▸ **WHAT TO WORK ON**
In each of the records below, replace "deepest inside" with "farthest inside" and reproduce the lines with no other change. Leave out the pictures.

— start DATA TO USE —

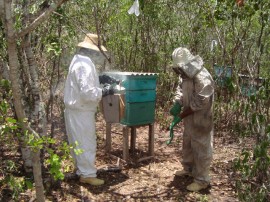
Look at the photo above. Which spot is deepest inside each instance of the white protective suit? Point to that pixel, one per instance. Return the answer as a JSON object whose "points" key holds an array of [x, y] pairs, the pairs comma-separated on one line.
{"points": [[81, 97], [196, 90]]}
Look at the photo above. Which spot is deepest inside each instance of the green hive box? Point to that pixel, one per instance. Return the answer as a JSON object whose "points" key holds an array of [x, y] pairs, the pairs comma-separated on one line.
{"points": [[140, 97]]}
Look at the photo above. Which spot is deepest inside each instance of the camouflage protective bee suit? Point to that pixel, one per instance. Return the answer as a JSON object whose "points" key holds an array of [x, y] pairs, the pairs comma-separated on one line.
{"points": [[196, 94]]}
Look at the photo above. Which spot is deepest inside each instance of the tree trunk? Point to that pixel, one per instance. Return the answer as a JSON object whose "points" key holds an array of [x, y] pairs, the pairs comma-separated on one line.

— end DATA TO USE —

▸ **OUTPUT OF THE TASK**
Look at the photo above. Which spot is farthest inside each instance of the white protective suit? Point to that pixel, one per instance. Return the answer as a JSON object whose "points" key holds an array of [x, y] pairs, the pairs comma-separated on one line.
{"points": [[81, 97], [196, 90]]}
Look at the photo above. Which spot is farthest inside each instance of the green hive box? Point to that pixel, one per instance. Return the answer as a JSON object whose "points" key holds an array of [x, y] pairs, the pairs comma-separated on one line.
{"points": [[140, 97]]}
Look at the photo above. Which spot is farthest inside each instance of the camouflage protective bee suit? Point to that pixel, one per instance. Return the answer as a JSON object whose "points" key holds an array of [x, y] pairs, the pairs comma-separated on one line.
{"points": [[196, 94]]}
Look at the photo above. Which spot is farthest inside each instance of the tree trunk? Point to that pixel, one per instance. Return the answer as a JSON object whose "points" key holds an array of [x, y] pairs, the pairs comma-separated on one line.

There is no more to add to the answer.